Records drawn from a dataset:
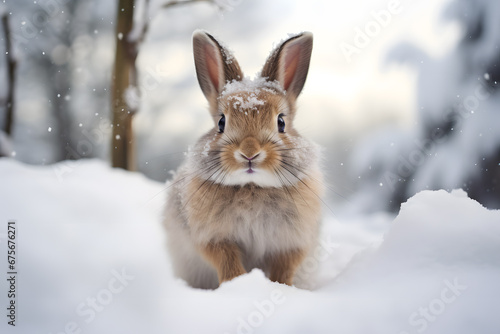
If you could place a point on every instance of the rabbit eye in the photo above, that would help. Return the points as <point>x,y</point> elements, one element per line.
<point>222,123</point>
<point>281,123</point>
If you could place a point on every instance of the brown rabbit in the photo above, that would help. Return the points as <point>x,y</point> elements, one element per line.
<point>248,195</point>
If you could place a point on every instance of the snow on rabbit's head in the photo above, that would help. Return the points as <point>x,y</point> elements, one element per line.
<point>253,139</point>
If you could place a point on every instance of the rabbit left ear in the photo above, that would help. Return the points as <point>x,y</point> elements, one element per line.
<point>289,63</point>
<point>215,65</point>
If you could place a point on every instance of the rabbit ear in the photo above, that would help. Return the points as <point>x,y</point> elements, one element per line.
<point>289,63</point>
<point>215,65</point>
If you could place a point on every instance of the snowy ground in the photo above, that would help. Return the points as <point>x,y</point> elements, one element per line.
<point>92,259</point>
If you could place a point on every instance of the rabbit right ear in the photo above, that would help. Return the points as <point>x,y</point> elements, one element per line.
<point>215,65</point>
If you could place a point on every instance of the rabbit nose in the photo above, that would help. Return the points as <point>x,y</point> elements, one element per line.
<point>249,159</point>
<point>249,148</point>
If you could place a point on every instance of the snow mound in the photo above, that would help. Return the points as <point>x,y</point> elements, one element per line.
<point>92,258</point>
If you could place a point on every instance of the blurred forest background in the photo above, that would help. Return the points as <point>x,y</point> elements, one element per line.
<point>402,95</point>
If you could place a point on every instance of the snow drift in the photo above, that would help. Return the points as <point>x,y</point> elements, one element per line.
<point>92,259</point>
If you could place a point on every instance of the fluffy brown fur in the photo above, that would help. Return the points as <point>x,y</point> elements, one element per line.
<point>248,196</point>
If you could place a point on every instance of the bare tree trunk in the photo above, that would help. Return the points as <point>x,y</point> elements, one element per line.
<point>124,77</point>
<point>11,68</point>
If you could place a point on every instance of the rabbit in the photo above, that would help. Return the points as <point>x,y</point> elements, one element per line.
<point>249,193</point>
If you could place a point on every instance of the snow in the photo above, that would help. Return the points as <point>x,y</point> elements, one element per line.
<point>92,256</point>
<point>251,89</point>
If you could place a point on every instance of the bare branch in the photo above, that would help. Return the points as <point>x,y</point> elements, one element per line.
<point>11,68</point>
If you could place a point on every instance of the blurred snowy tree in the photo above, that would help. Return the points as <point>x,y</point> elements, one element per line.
<point>457,142</point>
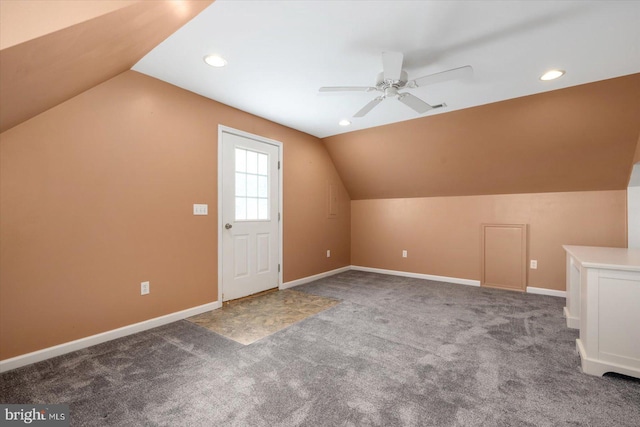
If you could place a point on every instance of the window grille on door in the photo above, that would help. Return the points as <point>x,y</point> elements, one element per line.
<point>252,185</point>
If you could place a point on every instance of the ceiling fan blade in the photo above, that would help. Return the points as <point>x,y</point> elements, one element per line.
<point>455,73</point>
<point>392,65</point>
<point>347,89</point>
<point>415,103</point>
<point>363,112</point>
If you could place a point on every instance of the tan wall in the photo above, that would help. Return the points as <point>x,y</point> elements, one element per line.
<point>96,196</point>
<point>442,234</point>
<point>580,138</point>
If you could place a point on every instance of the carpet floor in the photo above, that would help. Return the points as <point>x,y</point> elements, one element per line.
<point>394,351</point>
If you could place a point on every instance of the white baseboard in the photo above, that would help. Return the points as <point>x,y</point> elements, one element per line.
<point>545,291</point>
<point>58,350</point>
<point>467,282</point>
<point>308,279</point>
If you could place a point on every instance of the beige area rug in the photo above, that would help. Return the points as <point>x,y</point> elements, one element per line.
<point>249,319</point>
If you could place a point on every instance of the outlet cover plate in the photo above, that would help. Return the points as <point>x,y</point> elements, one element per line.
<point>200,209</point>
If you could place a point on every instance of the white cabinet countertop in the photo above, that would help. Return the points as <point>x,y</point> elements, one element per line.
<point>606,258</point>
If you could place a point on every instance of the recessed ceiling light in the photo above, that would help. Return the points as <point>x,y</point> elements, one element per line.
<point>215,60</point>
<point>552,75</point>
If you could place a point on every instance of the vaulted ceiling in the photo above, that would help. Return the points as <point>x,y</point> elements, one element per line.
<point>54,50</point>
<point>504,130</point>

● **WHAT THIS TASK INVOLVES**: Copy exactly the lines that begin with the one containing "of the vaulted" and continue to the end of the records, both included, and nothing more.

● **ANSWER FOR THE TASK**:
If you could place a point on every instance of the vaulted ceiling in the photo above, that would help. Return the points as <point>x,y</point> elements, one element per line.
<point>54,50</point>
<point>504,130</point>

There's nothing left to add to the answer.